### Work required
Go through the listing and set it down exactly, leaving out its pictures.

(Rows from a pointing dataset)
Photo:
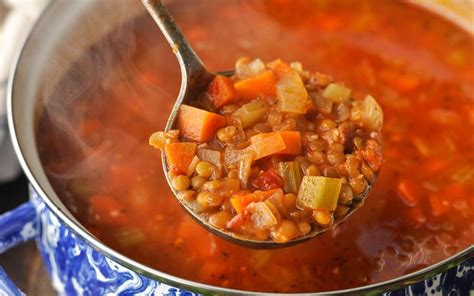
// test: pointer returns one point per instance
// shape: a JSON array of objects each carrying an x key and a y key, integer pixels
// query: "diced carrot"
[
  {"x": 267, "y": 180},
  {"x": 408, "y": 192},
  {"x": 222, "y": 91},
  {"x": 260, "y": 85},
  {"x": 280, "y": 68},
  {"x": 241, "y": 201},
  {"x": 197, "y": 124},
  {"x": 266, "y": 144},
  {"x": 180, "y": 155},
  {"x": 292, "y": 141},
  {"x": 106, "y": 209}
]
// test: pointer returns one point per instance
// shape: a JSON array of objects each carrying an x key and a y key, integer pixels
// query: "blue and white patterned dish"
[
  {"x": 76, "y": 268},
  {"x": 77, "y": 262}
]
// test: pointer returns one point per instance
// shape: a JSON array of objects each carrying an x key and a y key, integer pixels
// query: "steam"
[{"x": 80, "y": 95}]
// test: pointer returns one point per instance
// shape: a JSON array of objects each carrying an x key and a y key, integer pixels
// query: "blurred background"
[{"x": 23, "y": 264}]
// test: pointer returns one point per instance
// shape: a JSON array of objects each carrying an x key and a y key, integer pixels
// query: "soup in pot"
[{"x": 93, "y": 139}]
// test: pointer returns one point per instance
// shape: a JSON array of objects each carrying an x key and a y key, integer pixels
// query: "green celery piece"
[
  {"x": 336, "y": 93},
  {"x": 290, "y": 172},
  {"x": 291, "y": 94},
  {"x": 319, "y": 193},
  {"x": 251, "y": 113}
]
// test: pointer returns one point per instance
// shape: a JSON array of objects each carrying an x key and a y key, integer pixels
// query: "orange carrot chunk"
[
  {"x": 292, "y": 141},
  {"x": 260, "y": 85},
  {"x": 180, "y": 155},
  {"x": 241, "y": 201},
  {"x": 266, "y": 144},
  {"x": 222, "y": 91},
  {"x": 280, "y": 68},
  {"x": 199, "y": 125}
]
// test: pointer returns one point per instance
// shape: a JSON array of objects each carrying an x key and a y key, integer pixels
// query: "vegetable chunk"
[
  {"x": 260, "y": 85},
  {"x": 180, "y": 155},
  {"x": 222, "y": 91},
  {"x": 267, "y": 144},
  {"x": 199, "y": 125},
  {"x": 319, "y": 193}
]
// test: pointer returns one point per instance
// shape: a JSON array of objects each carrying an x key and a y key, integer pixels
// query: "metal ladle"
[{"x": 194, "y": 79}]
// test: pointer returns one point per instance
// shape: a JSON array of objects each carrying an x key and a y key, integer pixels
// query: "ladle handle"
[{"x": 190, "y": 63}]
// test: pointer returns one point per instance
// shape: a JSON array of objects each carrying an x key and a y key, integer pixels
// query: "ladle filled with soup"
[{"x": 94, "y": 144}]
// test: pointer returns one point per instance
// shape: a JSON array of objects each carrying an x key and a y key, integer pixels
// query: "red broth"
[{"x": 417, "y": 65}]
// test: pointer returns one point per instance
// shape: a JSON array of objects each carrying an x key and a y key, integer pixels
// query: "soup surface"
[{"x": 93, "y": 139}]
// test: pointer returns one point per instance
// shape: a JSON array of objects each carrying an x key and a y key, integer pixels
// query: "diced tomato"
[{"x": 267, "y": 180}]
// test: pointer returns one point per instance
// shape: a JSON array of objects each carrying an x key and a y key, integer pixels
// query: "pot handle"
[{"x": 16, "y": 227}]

### Response to this task
Photo:
// test: pointer returns one point per instance
// shape: a JSON array of objects each carrying an x key and a y key, integer pixels
// query: "diced carrot"
[
  {"x": 267, "y": 180},
  {"x": 408, "y": 192},
  {"x": 222, "y": 91},
  {"x": 260, "y": 85},
  {"x": 280, "y": 68},
  {"x": 241, "y": 201},
  {"x": 197, "y": 124},
  {"x": 266, "y": 144},
  {"x": 180, "y": 155},
  {"x": 292, "y": 141},
  {"x": 106, "y": 209}
]
// test: pointer returns one point per instance
// shape: a JSON array of objects each carrying an x key and a y key, integer pixels
// query: "blue and white patterned dish"
[
  {"x": 76, "y": 268},
  {"x": 77, "y": 262}
]
// test: pointer returns one point per instance
// shape: a JSON array of objects each carrying an x key and a y key, integer pixels
// query: "steam"
[{"x": 80, "y": 95}]
// test: pointer returns one point per instance
// shape: a JSON array of objects each carrying an x key and a y key, integer pixels
// query: "blurred background"
[{"x": 23, "y": 264}]
// test: pointer returns one point per instance
// shape: a JSON array of objects each carrying an x key and a y key, integer pixels
// query: "soup in pot"
[{"x": 93, "y": 139}]
// test: pointer returns one point per instance
// shape: a JSON array of objects each carrying an x key and a y key, integer pixels
// query: "green celery piece"
[
  {"x": 336, "y": 93},
  {"x": 290, "y": 172},
  {"x": 291, "y": 94},
  {"x": 319, "y": 193},
  {"x": 251, "y": 113}
]
// test: pointer returns one point per instance
// shape: a JSON array of objects each carrying an x key and a y key, integer pixels
// query: "orange carrot chunk"
[
  {"x": 292, "y": 141},
  {"x": 260, "y": 85},
  {"x": 180, "y": 155},
  {"x": 241, "y": 201},
  {"x": 266, "y": 144},
  {"x": 222, "y": 91},
  {"x": 280, "y": 68},
  {"x": 199, "y": 125}
]
// test: pointer returns one point per instance
// shape: a JSON array of objects each carrying an x key and a y key, integer pixels
// query: "vegetable chunk"
[
  {"x": 260, "y": 85},
  {"x": 180, "y": 155},
  {"x": 222, "y": 91},
  {"x": 267, "y": 144},
  {"x": 199, "y": 125},
  {"x": 319, "y": 193}
]
// test: pointer returns one point per instance
// shape: a JSON array of objects each carrying an x key and a y key, integer pixels
// query: "metal ladle"
[{"x": 194, "y": 79}]
// test: pointer returns one point per instance
// shape: a JSON array of objects each carrying an x key and a y key, integer pixels
// query: "ladle handle"
[{"x": 190, "y": 63}]
// test: pointer returns one point per instance
// shape: a JSON array of objects each carrying an x key and a y key, integer pixels
// query: "ladle filled with soup"
[{"x": 94, "y": 144}]
// test: pointer returns one point per instance
// shape: a JSON array of objects each carrying an x key and a y key, integer pixels
// query: "red broth"
[{"x": 417, "y": 65}]
// test: pointer returns one point per instance
// shape: a JSON array of objects each carrying an x key and a y key, integer pixels
// query: "soup surface"
[{"x": 93, "y": 139}]
// test: pointer returns one point per instance
// shape: a JSON array of objects each carrying an x key and a y key, integer pixels
// query: "diced tomato"
[{"x": 267, "y": 180}]
// test: pointer returns one point per instance
// shape: a JSON array of objects each carrying an x key and a y key, integer pixels
// query: "pot handle"
[{"x": 16, "y": 227}]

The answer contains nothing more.